# Description of the task:
Retype every one of the records below character for character, but leave the pictures out of your copy.

# Supplied records:
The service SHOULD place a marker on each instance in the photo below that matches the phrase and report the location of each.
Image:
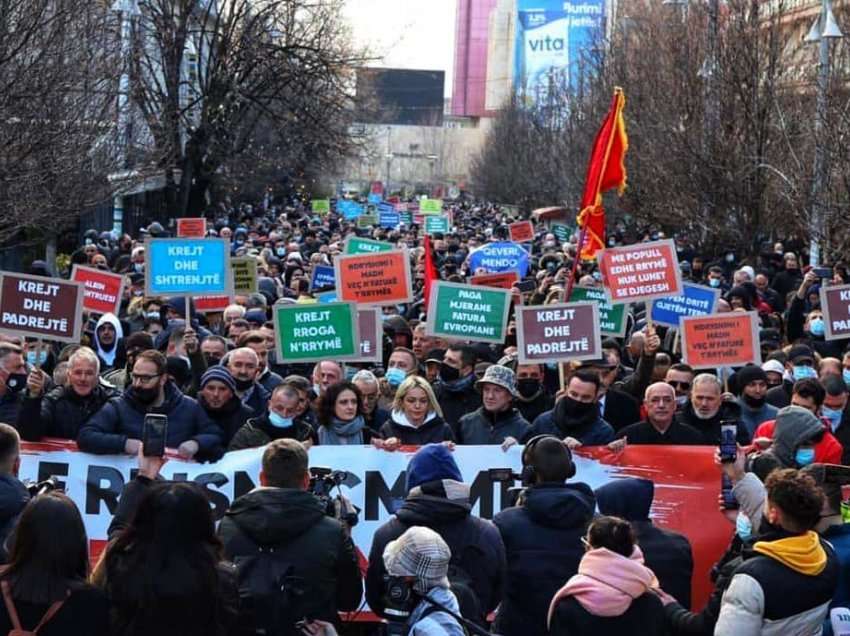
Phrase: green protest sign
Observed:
(612, 318)
(307, 333)
(431, 206)
(437, 224)
(367, 220)
(468, 312)
(321, 206)
(355, 245)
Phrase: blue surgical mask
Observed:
(743, 527)
(804, 456)
(803, 371)
(395, 376)
(278, 421)
(833, 415)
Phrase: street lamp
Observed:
(823, 30)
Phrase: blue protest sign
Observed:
(194, 267)
(500, 257)
(696, 301)
(323, 276)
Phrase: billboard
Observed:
(553, 39)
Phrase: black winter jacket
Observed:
(318, 548)
(60, 412)
(543, 546)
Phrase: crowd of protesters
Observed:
(565, 560)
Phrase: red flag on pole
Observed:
(605, 170)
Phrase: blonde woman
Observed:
(416, 418)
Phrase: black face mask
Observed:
(528, 387)
(448, 373)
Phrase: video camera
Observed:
(322, 482)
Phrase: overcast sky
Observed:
(413, 34)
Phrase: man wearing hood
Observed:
(117, 427)
(706, 409)
(542, 536)
(576, 418)
(668, 554)
(108, 342)
(438, 499)
(286, 526)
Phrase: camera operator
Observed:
(280, 533)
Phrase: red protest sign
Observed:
(210, 304)
(41, 307)
(522, 231)
(556, 333)
(640, 272)
(101, 290)
(835, 304)
(502, 280)
(721, 340)
(191, 228)
(382, 278)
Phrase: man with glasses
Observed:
(660, 426)
(117, 427)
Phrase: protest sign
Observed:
(210, 304)
(558, 333)
(431, 206)
(187, 266)
(355, 245)
(371, 330)
(500, 257)
(502, 280)
(835, 304)
(438, 224)
(521, 231)
(695, 300)
(309, 333)
(101, 290)
(468, 312)
(723, 340)
(191, 227)
(612, 318)
(41, 307)
(641, 272)
(323, 277)
(374, 279)
(244, 274)
(320, 206)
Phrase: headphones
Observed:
(529, 471)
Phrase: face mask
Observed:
(448, 373)
(802, 371)
(278, 421)
(743, 527)
(833, 415)
(395, 376)
(16, 382)
(804, 456)
(528, 387)
(36, 358)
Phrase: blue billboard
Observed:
(552, 38)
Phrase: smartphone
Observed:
(728, 442)
(729, 501)
(154, 432)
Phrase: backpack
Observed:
(17, 630)
(269, 591)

# Response to this task:
The service SHOULD place a marker on each instance in the photo below that matches the phrase and report the location of each.
Image:
Phrase: green protest sign
Observed:
(612, 318)
(307, 333)
(431, 206)
(437, 224)
(367, 220)
(468, 312)
(321, 206)
(355, 245)
Phrase: blue surgical mask
Observed:
(743, 527)
(804, 456)
(803, 371)
(395, 376)
(278, 421)
(833, 415)
Phrase: street lamp
Observed:
(823, 30)
Phrase: blue protest sign
Observed:
(194, 267)
(500, 257)
(696, 301)
(323, 276)
Phrase: billboard
Observed:
(553, 39)
Phrase: black winter jacket
Observed:
(318, 548)
(60, 412)
(543, 546)
Phrase: crowd of protesters
Observed:
(565, 560)
Phrase: red flag on pole
Observed:
(605, 170)
Phrase: blonde woman
Observed:
(416, 418)
Phrase: black face mask
Observed:
(528, 387)
(448, 373)
Phrase: video camera
Observed:
(322, 482)
Phrase: overcast sky
Observed:
(413, 34)
Phrase: man wearing hood
Observed:
(117, 427)
(706, 409)
(542, 536)
(576, 418)
(668, 554)
(108, 342)
(438, 499)
(286, 526)
Phrase: camera operator
Observed:
(280, 533)
Phrase: red protest sign
Observed:
(210, 304)
(41, 307)
(522, 231)
(556, 333)
(640, 272)
(101, 290)
(835, 304)
(502, 280)
(721, 340)
(191, 228)
(382, 278)
Phrase: man with glasses
Observed:
(660, 426)
(117, 427)
Phrase: protest sign
Observed:
(210, 304)
(558, 333)
(431, 206)
(187, 266)
(355, 245)
(371, 330)
(500, 257)
(502, 280)
(835, 304)
(438, 224)
(521, 231)
(695, 300)
(309, 333)
(101, 290)
(468, 312)
(723, 340)
(191, 227)
(612, 318)
(41, 307)
(641, 272)
(323, 277)
(374, 279)
(244, 274)
(320, 206)
Phrase: headphones
Observed:
(529, 471)
Phrase: face mask
Observed:
(448, 373)
(802, 371)
(278, 421)
(743, 527)
(833, 415)
(395, 376)
(16, 382)
(804, 456)
(528, 387)
(36, 358)
Phrase: blue billboard
Observed:
(552, 38)
Phrase: smartphone
Observed:
(728, 442)
(729, 501)
(154, 432)
Phrase: backpack
Observed:
(17, 630)
(269, 591)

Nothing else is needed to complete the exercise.